Please arrange every line of all the entries below as a numbered list, skipping blank lines and leaving the pictures out.

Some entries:

______

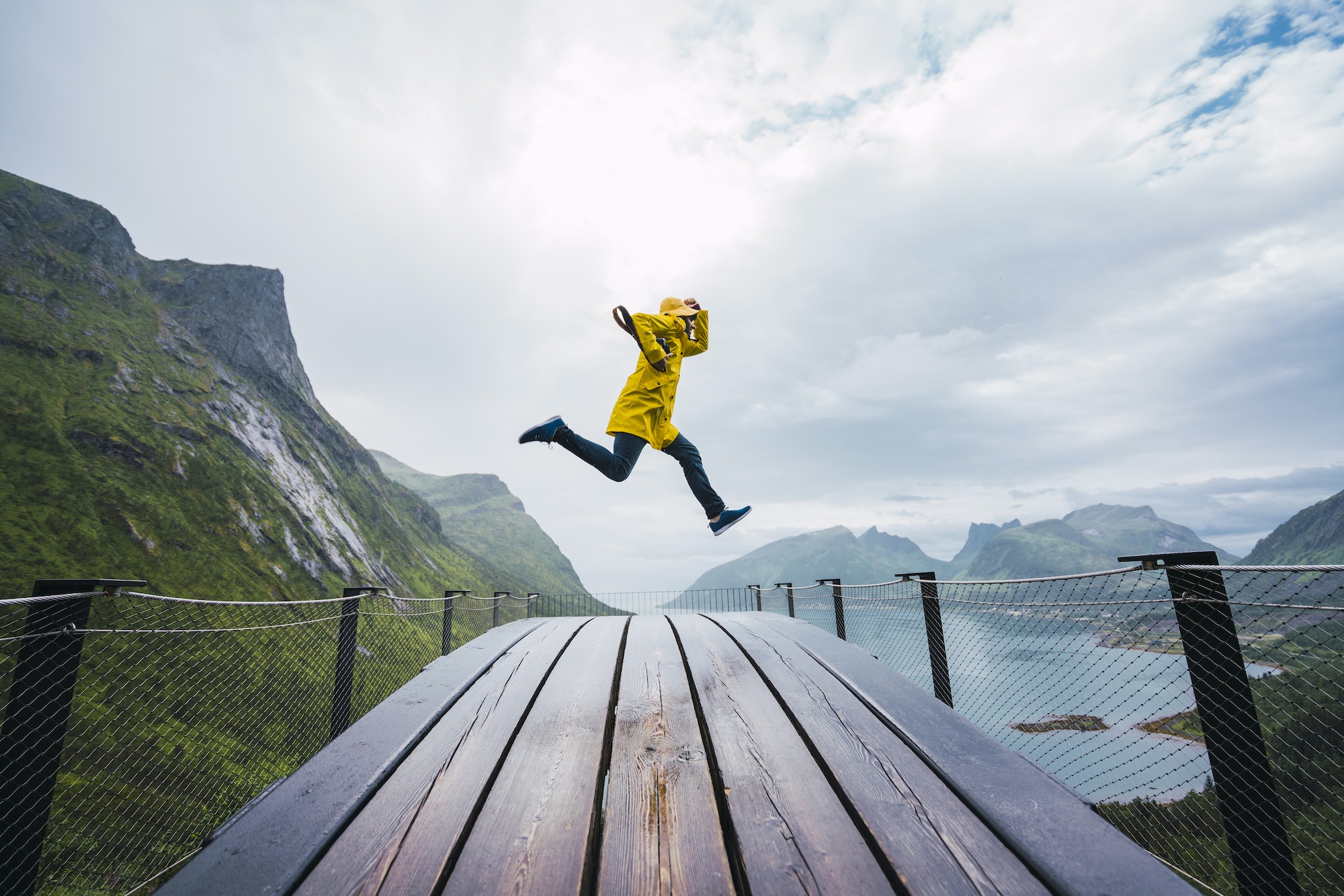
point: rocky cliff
(157, 422)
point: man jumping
(643, 416)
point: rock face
(157, 422)
(1087, 541)
(239, 314)
(1315, 535)
(480, 515)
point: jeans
(618, 465)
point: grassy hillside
(1315, 535)
(480, 515)
(130, 448)
(157, 424)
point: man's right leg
(612, 465)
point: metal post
(343, 686)
(839, 600)
(933, 631)
(1253, 819)
(36, 718)
(450, 601)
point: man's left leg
(689, 457)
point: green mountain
(835, 554)
(1315, 535)
(1087, 541)
(482, 517)
(979, 537)
(157, 424)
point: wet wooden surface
(662, 756)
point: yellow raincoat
(647, 401)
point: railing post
(839, 600)
(36, 719)
(933, 631)
(1253, 817)
(343, 686)
(450, 602)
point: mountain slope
(480, 515)
(979, 537)
(835, 553)
(1314, 535)
(1085, 541)
(157, 422)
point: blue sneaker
(728, 519)
(544, 432)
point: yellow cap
(675, 307)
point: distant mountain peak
(480, 514)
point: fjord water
(1010, 670)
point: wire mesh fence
(179, 713)
(182, 711)
(1089, 678)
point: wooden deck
(729, 754)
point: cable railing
(1198, 707)
(136, 723)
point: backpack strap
(624, 322)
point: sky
(964, 261)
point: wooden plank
(1069, 847)
(443, 780)
(536, 832)
(794, 834)
(271, 846)
(661, 834)
(932, 840)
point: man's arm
(647, 330)
(702, 335)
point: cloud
(1007, 257)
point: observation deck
(739, 753)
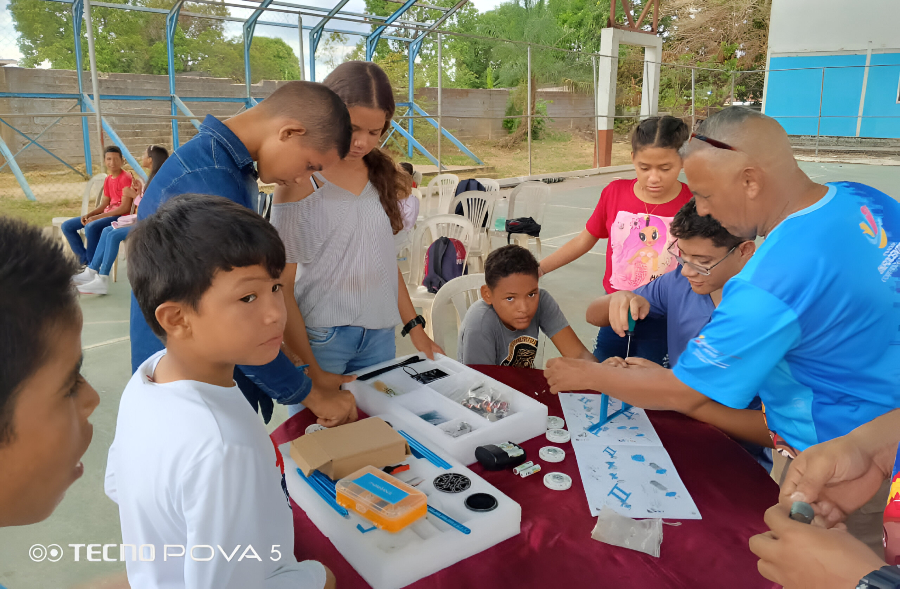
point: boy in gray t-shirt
(503, 328)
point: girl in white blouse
(339, 237)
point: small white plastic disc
(557, 481)
(554, 422)
(552, 454)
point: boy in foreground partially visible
(503, 328)
(44, 401)
(191, 464)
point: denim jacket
(216, 162)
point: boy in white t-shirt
(192, 469)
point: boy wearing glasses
(686, 299)
(814, 330)
(710, 256)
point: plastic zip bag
(618, 530)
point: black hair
(36, 296)
(507, 260)
(667, 132)
(158, 155)
(174, 254)
(364, 83)
(321, 112)
(688, 223)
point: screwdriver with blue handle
(629, 332)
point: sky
(9, 49)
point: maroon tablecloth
(555, 550)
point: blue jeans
(92, 232)
(649, 341)
(108, 249)
(347, 348)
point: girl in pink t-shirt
(634, 217)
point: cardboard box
(341, 451)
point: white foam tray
(527, 418)
(391, 561)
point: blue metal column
(413, 53)
(171, 25)
(249, 27)
(372, 41)
(315, 35)
(11, 160)
(414, 48)
(77, 15)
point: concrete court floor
(87, 516)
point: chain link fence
(534, 113)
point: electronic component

______

» **Exercise output**:
1. point: rocky cliff
2. (157, 422)
3. point: man jumping
4. (643, 416)
5. point: rock face
6. (157, 422)
7. (1087, 541)
8. (239, 314)
9. (1315, 535)
10. (480, 515)
11. point: jeans
12. (618, 465)
13. point: grassy hillside
14. (1315, 535)
15. (480, 515)
16. (130, 448)
17. (157, 424)
18. point: man's right leg
19. (612, 465)
20. point: metal post
21. (343, 686)
22. (839, 600)
23. (933, 631)
24. (1253, 819)
25. (36, 718)
26. (450, 601)
27. point: man's left leg
28. (689, 457)
29. point: green mountain
30. (835, 554)
31. (1315, 535)
32. (1087, 541)
33. (482, 517)
34. (979, 537)
35. (157, 424)
36. point: wet wooden surface
37. (662, 756)
38. point: yellow raincoat
39. (647, 401)
40. point: railing post
41. (839, 600)
42. (36, 719)
43. (933, 631)
44. (1253, 817)
45. (343, 686)
46. (450, 602)
47. point: mountain slope
48. (480, 515)
49. (979, 537)
50. (835, 553)
51. (1314, 535)
52. (1085, 541)
53. (157, 422)
54. point: blue sneaker
55. (728, 519)
56. (544, 432)
57. point: yellow cap
58. (675, 307)
59. point: distant mountain peak
60. (480, 514)
61. point: fjord water
62. (1010, 670)
63. point: wire mesh fence
64. (179, 713)
65. (182, 711)
66. (1089, 678)
67. point: wooden deck
68. (729, 754)
69. point: cable railing
70. (1198, 707)
71. (136, 723)
72. point: backpack strap
73. (624, 322)
74. point: sky
75. (964, 261)
76. point: wooden plank
77. (1069, 847)
78. (443, 780)
79. (536, 832)
80. (794, 834)
81. (271, 846)
82. (661, 834)
83. (932, 840)
84. point: man's arm
85. (647, 330)
86. (702, 335)
87. point: cloud
88. (1007, 257)
89. point: observation deck
90. (739, 753)
91. point: boy in gray t-shirt
92. (503, 328)
93. point: girl in white blouse
94. (339, 237)
95. point: small white plastic disc
96. (557, 481)
97. (554, 422)
98. (552, 454)
99. point: boy in foreground partially visible
100. (503, 328)
101. (44, 401)
102. (191, 464)
103. point: denim jacket
104. (216, 162)
105. point: boy in white t-shirt
106. (192, 469)
107. point: boy wearing glasses
108. (686, 299)
109. (814, 330)
110. (710, 256)
111. point: plastic zip bag
112. (618, 530)
113. point: black hair
114. (36, 296)
115. (507, 260)
116. (667, 132)
117. (158, 155)
118. (174, 254)
119. (364, 83)
120. (321, 112)
121. (688, 223)
122. point: screwdriver with blue handle
123. (629, 332)
124. point: sky
125. (9, 49)
126. point: maroon tablecloth
127. (555, 550)
128. point: blue jeans
129. (92, 232)
130. (649, 341)
131. (108, 249)
132. (347, 348)
133. point: girl in pink t-shirt
134. (634, 217)
135. point: cardboard box
136. (341, 451)
137. point: white foam tray
138. (527, 418)
139. (391, 561)
140. point: blue metal column
141. (413, 53)
142. (171, 25)
143. (249, 27)
144. (372, 41)
145. (315, 35)
146. (11, 160)
147. (414, 48)
148. (77, 15)
149. point: concrete court floor
150. (87, 516)
151. point: chain link fence
152. (534, 113)
153. point: electronic component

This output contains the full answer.